Input: board = [["A","B","C","E"],["S","F","C","S"],["A","D","E","E"]], word = "ABCCED"
Output: true

Example 2:

Input: board = [["A","B","C","E"],["S","F","C","S"],["A","D","E","E"]], word = "SEE"
Output: true

Example 3:

Input: board = [["A","B","C","E"],["S","F","C","S"],["A","D","E","E"]], word = "ABCB"
Output: false

Constraints:

m == board.length
n = board[i].length
1 <= m, n <= 200
1 <= word.length <= 10³
board and word consists only of lowercase and uppercase English letters.

Rust Solution

struct Solution;

impl Solution {
    fn exist(board: Vec<Vec<char>>, word: String) -> bool {
        if let Some(mut word_search) = WordSearch::new(board, word) {
            word_search.exist()

- _DATASET CONTENT_
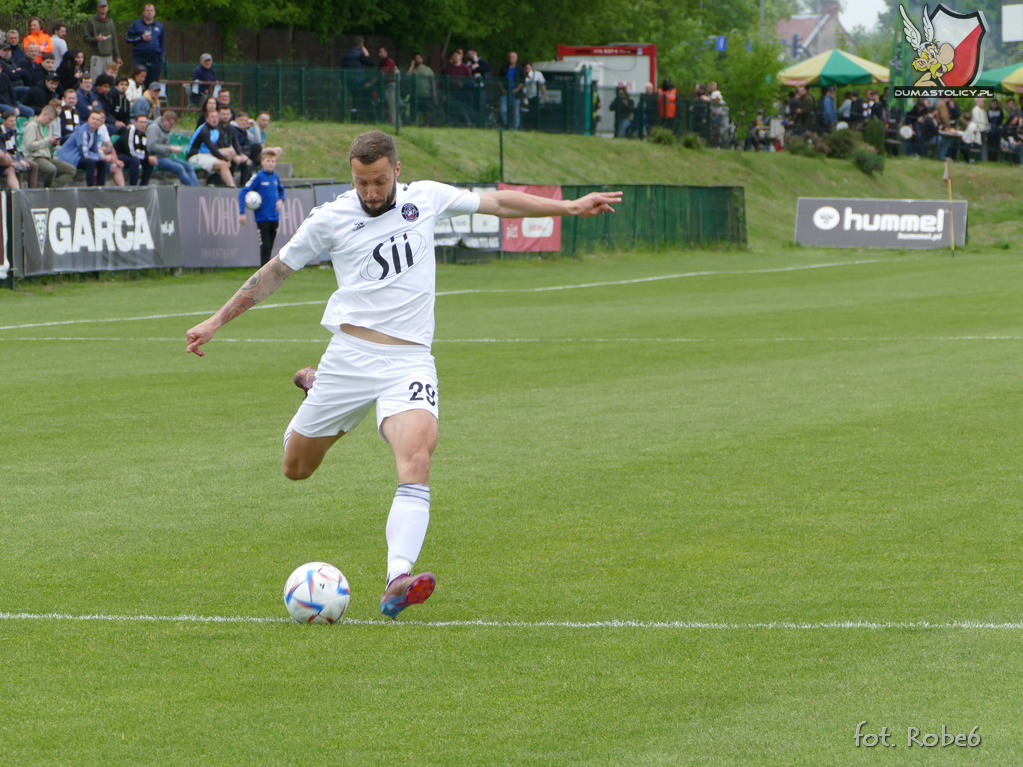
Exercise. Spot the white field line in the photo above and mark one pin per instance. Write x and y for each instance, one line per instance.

- _TASK LIST_
#1 Answer each question from the word search excerpt, one line per answer.
(a) What output is shown for the word "ABCB"?
(b) What is the largest value allowed for m and n?
(c) What is the name of the function declared inside impl Solution?
#2 List every value assigned to word in the word search excerpt.
#3 From the word search excerpt, print the passage between "m == board.length" and "word_search.exist()", inclusive.

- _ANSWERS TO THE EXERCISE_
#1
(a) false
(b) 200
(c) exist

#2
"ABCCED"
"SEE"
"ABCB"

#3
m == board.length
n = board[i].length
1 <= m, n <= 200
1 <= word.length <= 10³
board and word consists only of lowercase and uppercase English letters.

Rust Solution

struct Solution;

impl Solution {
    fn exist(board: Vec<Vec<char>>, word: String) -> bool {
        if let Some(mut word_search) = WordSearch::new(board, word) {
            word_search.exist()